__TASK DIRECTIONS__: In the excerpt below about the film "The Ox-Bow Incident," what reasons does it say have always been given to justify killing a sacrificial victim? Answer in one to three sentences.

Wednesday Western: 'The Ox-Bow Incident' (1943)

Henry Fonda has lynching on his mind in this eerie tale of mob violence.

The murder of a sacrificial victim has always been justified as a healing, purifying, strengthening, fortune-producing, or empowering act.

"The Ox-Bow Incident" is a movie about this mercy and violence. In the scene where the vigilantes gather under a hanging tree, they have a festive meal. Nooses dangle at the ready, but there’s no urgency, only shadow.

Fueled up, the members of the posse tear off toward their victim. When the town judge hears about the posse, he gasps, 'That’s no posse; that’s a lawless lynching mob.'

Then the lynch mob demands a sacrifice. Without even noticing, they get sucked into ritual, the presence of the sacred.

Someone guides some horses beneath the dangling ropes. Right before the victims mount the saddles, the vigilantes announce two minutes of prayer. They remove their hats and bow their heads.

__DATASET EXCERPTS__:
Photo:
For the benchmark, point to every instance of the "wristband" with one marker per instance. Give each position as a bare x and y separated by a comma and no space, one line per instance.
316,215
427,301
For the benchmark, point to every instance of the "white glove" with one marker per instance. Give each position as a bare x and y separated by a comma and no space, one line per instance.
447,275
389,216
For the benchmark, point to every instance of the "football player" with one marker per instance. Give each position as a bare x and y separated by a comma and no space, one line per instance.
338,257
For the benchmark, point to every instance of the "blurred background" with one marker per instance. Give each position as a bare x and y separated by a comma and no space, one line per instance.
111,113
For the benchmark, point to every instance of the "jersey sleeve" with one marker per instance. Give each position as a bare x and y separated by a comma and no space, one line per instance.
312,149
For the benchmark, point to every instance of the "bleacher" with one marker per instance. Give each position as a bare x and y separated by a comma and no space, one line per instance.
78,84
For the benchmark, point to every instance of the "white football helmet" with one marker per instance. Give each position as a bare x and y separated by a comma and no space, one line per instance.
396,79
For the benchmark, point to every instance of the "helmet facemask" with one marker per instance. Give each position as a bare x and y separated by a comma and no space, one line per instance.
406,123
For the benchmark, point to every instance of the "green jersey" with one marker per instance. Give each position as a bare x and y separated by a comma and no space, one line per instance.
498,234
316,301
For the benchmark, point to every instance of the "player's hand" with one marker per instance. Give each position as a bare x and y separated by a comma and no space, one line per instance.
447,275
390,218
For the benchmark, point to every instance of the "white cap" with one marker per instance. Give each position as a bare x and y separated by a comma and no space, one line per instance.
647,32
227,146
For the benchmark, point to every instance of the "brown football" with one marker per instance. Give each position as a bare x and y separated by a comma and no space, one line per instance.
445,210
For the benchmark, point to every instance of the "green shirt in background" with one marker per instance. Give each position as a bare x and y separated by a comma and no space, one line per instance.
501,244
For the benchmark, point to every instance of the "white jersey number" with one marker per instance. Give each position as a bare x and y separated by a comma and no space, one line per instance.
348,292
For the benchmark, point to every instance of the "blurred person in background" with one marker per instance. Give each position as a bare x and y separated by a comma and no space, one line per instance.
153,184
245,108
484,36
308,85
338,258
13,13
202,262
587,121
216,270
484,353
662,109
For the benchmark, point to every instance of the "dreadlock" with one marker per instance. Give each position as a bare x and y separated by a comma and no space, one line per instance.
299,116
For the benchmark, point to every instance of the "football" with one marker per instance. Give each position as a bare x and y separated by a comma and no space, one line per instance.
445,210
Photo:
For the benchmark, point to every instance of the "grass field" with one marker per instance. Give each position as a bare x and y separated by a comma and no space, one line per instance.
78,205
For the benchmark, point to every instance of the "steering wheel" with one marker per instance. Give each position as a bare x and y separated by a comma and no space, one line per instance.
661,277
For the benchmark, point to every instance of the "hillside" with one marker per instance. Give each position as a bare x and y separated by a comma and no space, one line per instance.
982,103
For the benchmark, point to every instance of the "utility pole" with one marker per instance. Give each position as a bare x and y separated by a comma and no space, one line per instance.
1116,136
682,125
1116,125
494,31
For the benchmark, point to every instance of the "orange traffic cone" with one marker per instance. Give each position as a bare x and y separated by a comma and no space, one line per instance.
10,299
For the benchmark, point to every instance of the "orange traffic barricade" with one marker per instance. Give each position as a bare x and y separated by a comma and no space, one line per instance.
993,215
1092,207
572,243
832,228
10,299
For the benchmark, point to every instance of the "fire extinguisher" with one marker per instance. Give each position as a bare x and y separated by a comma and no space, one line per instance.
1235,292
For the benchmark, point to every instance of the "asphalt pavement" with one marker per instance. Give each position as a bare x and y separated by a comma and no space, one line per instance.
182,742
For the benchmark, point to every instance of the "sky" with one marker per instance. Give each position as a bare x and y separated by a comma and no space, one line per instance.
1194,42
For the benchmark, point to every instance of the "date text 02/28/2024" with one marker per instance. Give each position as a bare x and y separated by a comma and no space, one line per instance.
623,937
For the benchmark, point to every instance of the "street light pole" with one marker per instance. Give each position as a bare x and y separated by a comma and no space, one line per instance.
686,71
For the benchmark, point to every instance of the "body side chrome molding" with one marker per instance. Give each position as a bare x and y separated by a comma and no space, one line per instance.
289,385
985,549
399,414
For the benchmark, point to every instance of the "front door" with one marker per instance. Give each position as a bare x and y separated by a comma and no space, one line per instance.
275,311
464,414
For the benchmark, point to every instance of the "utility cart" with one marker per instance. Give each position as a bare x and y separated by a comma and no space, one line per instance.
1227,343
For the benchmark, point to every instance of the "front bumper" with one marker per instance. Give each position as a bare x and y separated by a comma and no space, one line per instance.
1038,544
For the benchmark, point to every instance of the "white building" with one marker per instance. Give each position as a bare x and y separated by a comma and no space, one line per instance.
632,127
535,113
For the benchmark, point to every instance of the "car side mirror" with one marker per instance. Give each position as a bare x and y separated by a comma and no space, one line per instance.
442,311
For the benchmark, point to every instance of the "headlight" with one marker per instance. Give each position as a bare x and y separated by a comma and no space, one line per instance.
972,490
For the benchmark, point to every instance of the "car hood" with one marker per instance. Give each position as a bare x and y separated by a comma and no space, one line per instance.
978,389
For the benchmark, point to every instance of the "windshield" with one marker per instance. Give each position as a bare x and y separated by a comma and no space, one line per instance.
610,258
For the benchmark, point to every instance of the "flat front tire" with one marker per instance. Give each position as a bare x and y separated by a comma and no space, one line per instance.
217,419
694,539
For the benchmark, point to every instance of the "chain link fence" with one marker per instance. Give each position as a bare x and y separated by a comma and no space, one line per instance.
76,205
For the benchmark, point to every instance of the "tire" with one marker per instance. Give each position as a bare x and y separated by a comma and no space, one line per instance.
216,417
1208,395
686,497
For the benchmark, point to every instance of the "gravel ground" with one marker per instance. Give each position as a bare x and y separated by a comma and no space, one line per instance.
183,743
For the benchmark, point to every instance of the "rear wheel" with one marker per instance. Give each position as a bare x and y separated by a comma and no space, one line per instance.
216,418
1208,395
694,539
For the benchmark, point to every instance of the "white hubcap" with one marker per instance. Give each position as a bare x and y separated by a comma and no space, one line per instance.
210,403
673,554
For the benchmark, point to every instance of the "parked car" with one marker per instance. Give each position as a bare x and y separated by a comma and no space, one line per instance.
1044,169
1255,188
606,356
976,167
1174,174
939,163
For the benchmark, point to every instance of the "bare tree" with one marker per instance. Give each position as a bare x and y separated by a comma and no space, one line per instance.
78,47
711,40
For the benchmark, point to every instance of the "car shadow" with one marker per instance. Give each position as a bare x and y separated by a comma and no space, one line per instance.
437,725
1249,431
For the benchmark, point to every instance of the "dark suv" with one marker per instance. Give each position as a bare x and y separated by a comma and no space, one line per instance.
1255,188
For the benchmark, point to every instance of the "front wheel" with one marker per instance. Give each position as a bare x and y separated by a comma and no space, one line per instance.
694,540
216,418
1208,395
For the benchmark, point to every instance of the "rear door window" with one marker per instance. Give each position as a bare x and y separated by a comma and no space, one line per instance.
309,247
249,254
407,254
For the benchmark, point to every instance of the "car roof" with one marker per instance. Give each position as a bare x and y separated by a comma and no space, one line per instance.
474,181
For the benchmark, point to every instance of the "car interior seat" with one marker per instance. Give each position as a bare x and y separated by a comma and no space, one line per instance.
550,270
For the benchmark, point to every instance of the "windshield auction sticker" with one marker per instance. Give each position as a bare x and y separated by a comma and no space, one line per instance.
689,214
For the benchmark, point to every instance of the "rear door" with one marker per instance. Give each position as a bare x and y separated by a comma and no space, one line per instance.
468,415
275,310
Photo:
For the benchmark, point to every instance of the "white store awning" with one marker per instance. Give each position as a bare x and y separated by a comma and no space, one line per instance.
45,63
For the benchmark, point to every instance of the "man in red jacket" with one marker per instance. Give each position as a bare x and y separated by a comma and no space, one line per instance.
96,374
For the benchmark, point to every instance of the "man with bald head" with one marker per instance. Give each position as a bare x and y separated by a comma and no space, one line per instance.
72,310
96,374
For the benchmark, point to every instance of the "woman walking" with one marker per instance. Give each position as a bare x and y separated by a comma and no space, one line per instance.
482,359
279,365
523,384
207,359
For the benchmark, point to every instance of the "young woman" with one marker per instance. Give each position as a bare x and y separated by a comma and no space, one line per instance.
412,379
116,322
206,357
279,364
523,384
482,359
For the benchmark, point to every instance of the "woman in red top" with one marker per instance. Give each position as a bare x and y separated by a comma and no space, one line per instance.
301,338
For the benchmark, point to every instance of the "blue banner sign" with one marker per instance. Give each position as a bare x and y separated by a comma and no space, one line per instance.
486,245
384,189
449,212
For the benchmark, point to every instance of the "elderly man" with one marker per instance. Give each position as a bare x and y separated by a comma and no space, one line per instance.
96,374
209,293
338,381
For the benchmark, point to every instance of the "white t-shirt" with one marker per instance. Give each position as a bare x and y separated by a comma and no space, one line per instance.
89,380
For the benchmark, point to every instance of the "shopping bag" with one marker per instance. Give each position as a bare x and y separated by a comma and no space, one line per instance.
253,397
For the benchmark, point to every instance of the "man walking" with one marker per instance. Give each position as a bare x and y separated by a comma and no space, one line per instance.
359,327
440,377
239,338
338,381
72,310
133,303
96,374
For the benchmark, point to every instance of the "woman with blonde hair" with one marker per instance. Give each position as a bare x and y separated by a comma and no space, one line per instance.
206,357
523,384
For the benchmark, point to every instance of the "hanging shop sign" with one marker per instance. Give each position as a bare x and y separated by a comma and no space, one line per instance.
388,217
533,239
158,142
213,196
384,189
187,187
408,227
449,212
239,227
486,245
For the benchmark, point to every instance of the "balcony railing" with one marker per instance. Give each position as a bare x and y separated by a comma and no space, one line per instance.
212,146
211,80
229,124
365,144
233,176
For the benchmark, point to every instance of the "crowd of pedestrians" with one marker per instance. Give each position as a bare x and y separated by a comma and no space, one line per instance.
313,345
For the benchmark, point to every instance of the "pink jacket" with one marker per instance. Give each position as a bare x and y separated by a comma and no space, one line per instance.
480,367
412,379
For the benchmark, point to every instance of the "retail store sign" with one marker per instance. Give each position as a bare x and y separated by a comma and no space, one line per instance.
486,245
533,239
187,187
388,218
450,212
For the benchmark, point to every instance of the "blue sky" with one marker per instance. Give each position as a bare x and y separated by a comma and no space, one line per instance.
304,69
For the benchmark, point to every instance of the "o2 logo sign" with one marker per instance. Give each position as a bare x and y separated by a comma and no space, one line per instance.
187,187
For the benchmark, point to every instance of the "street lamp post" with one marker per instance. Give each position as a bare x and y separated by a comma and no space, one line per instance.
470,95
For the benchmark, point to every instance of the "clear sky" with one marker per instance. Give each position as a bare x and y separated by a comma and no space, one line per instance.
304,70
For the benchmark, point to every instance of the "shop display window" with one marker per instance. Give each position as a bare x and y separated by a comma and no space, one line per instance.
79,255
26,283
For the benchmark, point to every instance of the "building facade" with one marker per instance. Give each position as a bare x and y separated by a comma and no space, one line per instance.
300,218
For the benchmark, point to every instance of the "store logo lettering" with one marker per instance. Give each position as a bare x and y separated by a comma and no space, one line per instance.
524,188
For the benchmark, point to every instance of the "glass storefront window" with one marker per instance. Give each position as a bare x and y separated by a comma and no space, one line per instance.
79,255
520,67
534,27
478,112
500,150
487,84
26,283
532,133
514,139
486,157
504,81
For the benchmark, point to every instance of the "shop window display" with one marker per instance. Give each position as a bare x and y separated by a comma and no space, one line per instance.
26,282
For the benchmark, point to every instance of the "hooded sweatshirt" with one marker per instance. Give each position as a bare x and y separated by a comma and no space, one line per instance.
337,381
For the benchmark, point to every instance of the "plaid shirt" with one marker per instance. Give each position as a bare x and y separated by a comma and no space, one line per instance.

__WRITTEN ANSWER__: The excerpt says killing a sacrificial victim has always been justified as an act that heals, purifies, strengthens, brings good fortune, or empowers.